| TASK INSTRUCTIONS |
1 – In the text on the anti-Islam video, change "riots" to "protests" and write out the part from "Antero Leitzinger, a" to "of the world.".
2 – Please continue the text on the anti-Islam video from where it stops.

| EXCERPT |

++++++++++++++++++++

Many of the more informed observers have remarked that provocateurs on both sides have exploited the situation in full. The Islamophobes who created and spread the video had an obvious intention to demonize and provoke Muslims, generalizing and framing all Muslims as violent thugs. On the other hand, Islamist fanatics sought to incite their followers to believe that the video was part of a wide and intentional conspiracy, an anti-Muslim campaign where the US government and all the Americans (or all the Westerners) were involved. Both the extremes managed to foment exactly the kind of hatred and bigotry among their own audiences that they were after.

As if to highlight their hatemongering intentions, the makers of the video first posed as Jewish-Americans or Israelis, although it was later revealed that the video was created by a newly born Christian with Egyptian background with earlier convictions, a notorious preacher abusing religion, and an elderly American with experience from adult entertainment and several known pseudonyms in the Islamophobic internet scene. As if to incite hostilities between the confessional groups in Egypt, the maker of the video has also presented himself as a Copt, although it seems more likely he supports some American newborn Christian sect. The Coptic Church of Egypt has strongly condemned the anti-Islam video, while the best-known abode of Sunni Islamic scholarship, Al-Azhar University, has in turn strongly condemned the violence that took place in reaction to the video.

Antero Leitzinger, a Finnish researcher with wide expertise of the Islamic world, wrote the following about the riots in the Finnish daily Helsingin Sanomat:

One of the most sharp-sighted Islam experts of our country, Husein Muhammed (in Helsingin Sanomat, 22 Sept. 2012), critized academics for trying to understand and explain Islamist riots by citing collective distress experienced by the believers. In the reality, majority of Muslims do not care to rage about someone mocking Islam on another part of the world.

Islam is not a post-traumatic mass psychosis revenging the humiliations of the crusades or colonialism. There is also no one theme in the contemporary international politics that would unite all Muslims. Especially the Muslims of Bosnia, the Albanians of Kosovo, the Kurds of Iraq, and the Hazaras of Afghanistan do not disapprove the Western interventions against the genocides once threatening them.

++++++++++++++++++++

| GIVEN INFORMATION |
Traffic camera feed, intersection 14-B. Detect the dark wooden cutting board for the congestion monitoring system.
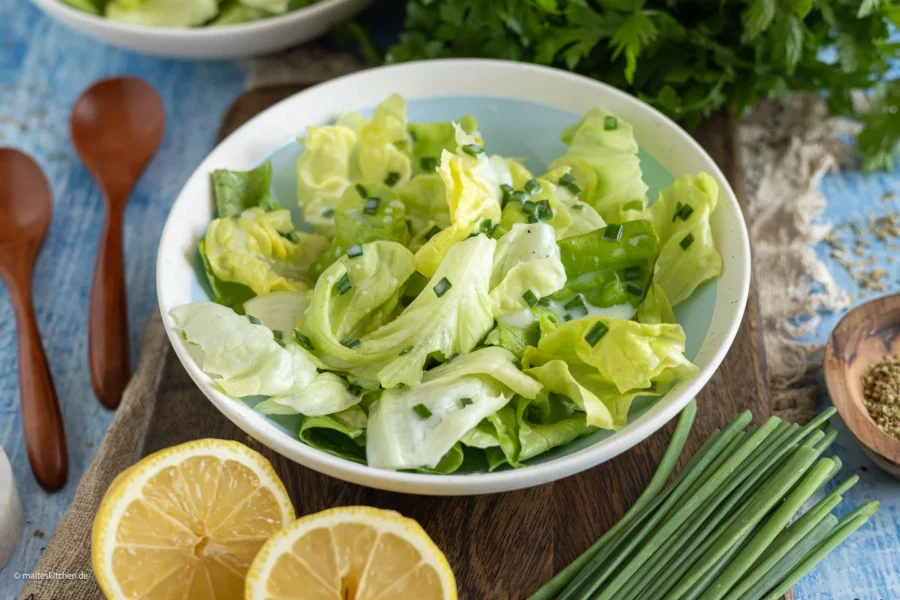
[145,86,770,600]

++++++++++++++++++++

| RESPONSES PER TASK |
1 –
Antero Leitzinger, a Finnish researcher with wide expertise of the Islamic world, wrote the following about the protests in the Finnish daily Helsingin Sanomat:

One of the most sharp-sighted Islam experts of our country, Husein Muhammed (in Helsingin Sanomat, 22 Sept. 2012), critized academics for trying to understand and explain Islamist protests by citing collective distress experienced by the believers. In the reality, majority of Muslims do not care to rage about someone mocking Islam on another part of the world.

2 –
There is however something in common between the recent riots and the cartoon crisis of the early 2006. Seven years ago, the Syrian regime was threatened by the international criminal investigation on the assassination of the prime minister of neighbouring Lebanon, in which case the clues had pointed at the Syrian Military Intelligence. The Syrian Minister of Interior Ghazi Kanaan, who had been interviewed as a witness, was said to have shot himself on 12 October 2005, after which the investigation got stalled. In January 2006, Syria's former Vice President Abdulhalim Khaddam accused the President for having his talkative Minister of Interior assassinated, and defected to form an exile government. Three weeks after, "enraged" demonstrators torched several embassies in Damascus, and many Westerners again decided to believe the regime that claimed it was necessary to control extremist groups in the Middle East.

In September 2012 the first attack targeted the US Ambassador in Libya, which had as the first country recognized the Syrian opposition as the legal representative of the country. Once again many Westerners believe that Muslims are primitives, immature for democracy, who without the firm grip of a dictatorship go out of control over any minor matter.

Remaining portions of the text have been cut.